» **Aim**:
Write out all of the entries exactly as given.

» **Data listing**:
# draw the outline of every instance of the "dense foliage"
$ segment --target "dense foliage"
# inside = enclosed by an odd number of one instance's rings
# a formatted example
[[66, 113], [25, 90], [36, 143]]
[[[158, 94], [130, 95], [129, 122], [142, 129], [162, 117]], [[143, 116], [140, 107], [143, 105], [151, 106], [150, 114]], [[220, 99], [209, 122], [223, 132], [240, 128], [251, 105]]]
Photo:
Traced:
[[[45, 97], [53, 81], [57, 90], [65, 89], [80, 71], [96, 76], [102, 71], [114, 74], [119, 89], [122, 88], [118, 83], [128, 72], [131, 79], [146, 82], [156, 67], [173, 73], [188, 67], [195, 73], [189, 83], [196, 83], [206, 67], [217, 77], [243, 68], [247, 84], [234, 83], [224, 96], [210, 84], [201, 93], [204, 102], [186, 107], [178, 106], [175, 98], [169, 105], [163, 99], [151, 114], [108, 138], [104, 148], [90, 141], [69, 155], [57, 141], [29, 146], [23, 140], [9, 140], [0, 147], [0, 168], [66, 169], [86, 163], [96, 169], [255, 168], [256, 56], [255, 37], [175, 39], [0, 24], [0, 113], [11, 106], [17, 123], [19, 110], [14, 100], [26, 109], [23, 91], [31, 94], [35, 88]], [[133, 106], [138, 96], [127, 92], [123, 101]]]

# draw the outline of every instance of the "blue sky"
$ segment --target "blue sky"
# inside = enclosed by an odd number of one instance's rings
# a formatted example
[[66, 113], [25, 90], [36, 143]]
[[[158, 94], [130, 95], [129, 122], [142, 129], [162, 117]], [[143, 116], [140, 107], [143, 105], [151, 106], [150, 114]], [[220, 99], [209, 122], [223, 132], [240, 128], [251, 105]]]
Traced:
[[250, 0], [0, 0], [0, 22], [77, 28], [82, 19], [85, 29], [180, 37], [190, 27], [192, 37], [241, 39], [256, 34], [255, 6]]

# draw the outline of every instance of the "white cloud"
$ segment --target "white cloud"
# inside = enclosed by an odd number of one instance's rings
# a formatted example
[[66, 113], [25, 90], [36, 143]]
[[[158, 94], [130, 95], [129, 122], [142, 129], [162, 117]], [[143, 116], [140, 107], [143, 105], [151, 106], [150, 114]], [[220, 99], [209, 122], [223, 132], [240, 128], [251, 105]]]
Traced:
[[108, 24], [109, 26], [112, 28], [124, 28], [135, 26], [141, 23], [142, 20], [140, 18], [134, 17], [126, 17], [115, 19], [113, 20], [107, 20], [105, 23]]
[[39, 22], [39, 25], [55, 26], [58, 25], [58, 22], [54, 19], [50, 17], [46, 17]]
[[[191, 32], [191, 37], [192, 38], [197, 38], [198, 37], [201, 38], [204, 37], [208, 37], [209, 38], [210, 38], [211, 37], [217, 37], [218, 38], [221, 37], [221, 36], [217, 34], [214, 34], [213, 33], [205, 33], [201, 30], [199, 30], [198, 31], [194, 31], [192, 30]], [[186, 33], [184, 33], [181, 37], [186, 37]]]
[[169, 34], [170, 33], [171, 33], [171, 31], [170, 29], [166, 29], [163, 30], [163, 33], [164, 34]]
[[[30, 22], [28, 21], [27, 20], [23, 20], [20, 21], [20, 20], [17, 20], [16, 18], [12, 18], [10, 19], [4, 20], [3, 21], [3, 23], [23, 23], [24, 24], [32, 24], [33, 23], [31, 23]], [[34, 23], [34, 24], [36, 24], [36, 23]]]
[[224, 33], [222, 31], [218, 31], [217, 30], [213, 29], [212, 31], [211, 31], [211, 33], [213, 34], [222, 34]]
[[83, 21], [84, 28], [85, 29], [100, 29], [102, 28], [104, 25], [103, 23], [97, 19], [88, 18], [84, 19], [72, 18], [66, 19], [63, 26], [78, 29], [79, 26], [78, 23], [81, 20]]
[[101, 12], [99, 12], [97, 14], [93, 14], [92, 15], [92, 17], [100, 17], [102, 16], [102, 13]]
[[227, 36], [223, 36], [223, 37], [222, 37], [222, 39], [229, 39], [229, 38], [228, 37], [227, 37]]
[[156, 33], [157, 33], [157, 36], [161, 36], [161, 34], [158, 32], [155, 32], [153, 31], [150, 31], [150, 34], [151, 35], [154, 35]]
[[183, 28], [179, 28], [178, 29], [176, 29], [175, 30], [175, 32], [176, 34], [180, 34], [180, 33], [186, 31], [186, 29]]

» **Completed task**:
# draw the outline of every instance of the "dense foliage"
$ segment --target "dense foliage"
# inside = enclosed by an odd number of one instance's rings
# a formatted example
[[66, 113], [25, 90], [36, 143]]
[[[158, 94], [130, 95], [129, 122], [142, 129], [162, 117]], [[143, 116], [140, 107], [143, 105], [151, 106], [150, 114]], [[220, 99], [209, 122], [223, 132], [240, 128], [251, 105]]]
Photo:
Traced:
[[[45, 97], [53, 81], [57, 90], [65, 89], [80, 71], [96, 76], [102, 71], [114, 74], [119, 89], [122, 88], [118, 83], [128, 72], [131, 79], [146, 82], [156, 67], [173, 73], [188, 67], [195, 73], [189, 83], [196, 83], [206, 67], [217, 77], [243, 68], [247, 84], [234, 83], [224, 96], [210, 84], [201, 93], [204, 102], [186, 107], [178, 106], [175, 98], [169, 105], [163, 99], [151, 114], [108, 138], [104, 148], [90, 141], [69, 155], [57, 141], [29, 146], [23, 140], [9, 140], [0, 147], [0, 168], [66, 169], [86, 163], [96, 169], [255, 168], [256, 56], [255, 37], [175, 39], [0, 24], [0, 113], [11, 106], [17, 123], [19, 110], [14, 100], [26, 109], [23, 91], [31, 94], [35, 88]], [[133, 106], [138, 96], [127, 92], [123, 101]]]

# draw the outline of every instance of the "blue sky"
$ segment --target "blue sky"
# inside = enclosed by an odd number of one instance's rings
# a formatted example
[[66, 113], [25, 90], [36, 143]]
[[[158, 94], [130, 95], [129, 122], [142, 129], [162, 117]], [[143, 116], [140, 107], [143, 105], [151, 106], [150, 114]], [[220, 99], [209, 122], [223, 132], [240, 128], [251, 105]]]
Traced:
[[250, 0], [0, 0], [0, 22], [77, 28], [82, 19], [85, 29], [180, 37], [190, 27], [192, 37], [241, 39], [256, 34], [255, 6]]

# draw the outline of every instance of the "white cloud"
$ segment --target "white cloud"
# inside = enclosed by an odd number of one instance's rings
# a formatted example
[[66, 113], [25, 90], [36, 143]]
[[[158, 94], [130, 95], [129, 122], [142, 129], [162, 117]], [[143, 116], [140, 107], [143, 105], [151, 106], [150, 114]], [[220, 99], [209, 122], [223, 132], [240, 128], [251, 105]]]
Traced:
[[108, 24], [109, 26], [112, 28], [124, 28], [135, 26], [141, 23], [142, 20], [140, 18], [134, 17], [126, 17], [115, 19], [113, 20], [107, 20], [105, 23]]
[[39, 22], [39, 25], [55, 26], [58, 25], [58, 22], [54, 19], [50, 17], [46, 17]]
[[[191, 32], [191, 37], [192, 38], [197, 38], [198, 37], [201, 38], [204, 37], [208, 37], [209, 38], [210, 38], [211, 37], [217, 37], [218, 38], [221, 37], [221, 36], [217, 34], [214, 34], [213, 33], [205, 33], [201, 30], [199, 30], [198, 31], [194, 31], [192, 30]], [[186, 33], [184, 33], [181, 37], [186, 37]]]
[[169, 34], [170, 33], [171, 33], [171, 31], [170, 29], [166, 29], [163, 30], [163, 33], [164, 34]]
[[[30, 22], [28, 21], [27, 20], [23, 20], [20, 21], [20, 20], [17, 20], [16, 18], [12, 18], [10, 19], [4, 20], [3, 21], [3, 23], [23, 23], [24, 24], [32, 24], [33, 23], [31, 23]], [[34, 23], [34, 24], [36, 24], [36, 23]]]
[[224, 33], [222, 31], [218, 31], [217, 30], [213, 29], [212, 31], [211, 31], [211, 33], [213, 34], [222, 34]]
[[83, 21], [84, 28], [85, 29], [100, 29], [102, 28], [104, 25], [103, 23], [97, 19], [88, 18], [84, 19], [72, 18], [66, 19], [63, 26], [78, 29], [79, 26], [78, 23], [81, 20]]
[[101, 12], [99, 12], [97, 14], [93, 14], [92, 15], [92, 17], [100, 17], [102, 16], [102, 13]]
[[227, 36], [223, 36], [223, 37], [222, 37], [222, 39], [229, 39], [229, 38], [228, 37], [227, 37]]
[[156, 33], [157, 33], [157, 36], [161, 36], [161, 34], [158, 32], [155, 32], [153, 31], [150, 31], [150, 34], [151, 35], [154, 35]]
[[183, 28], [179, 28], [178, 29], [176, 29], [175, 30], [175, 32], [176, 34], [180, 34], [180, 33], [186, 31], [186, 29]]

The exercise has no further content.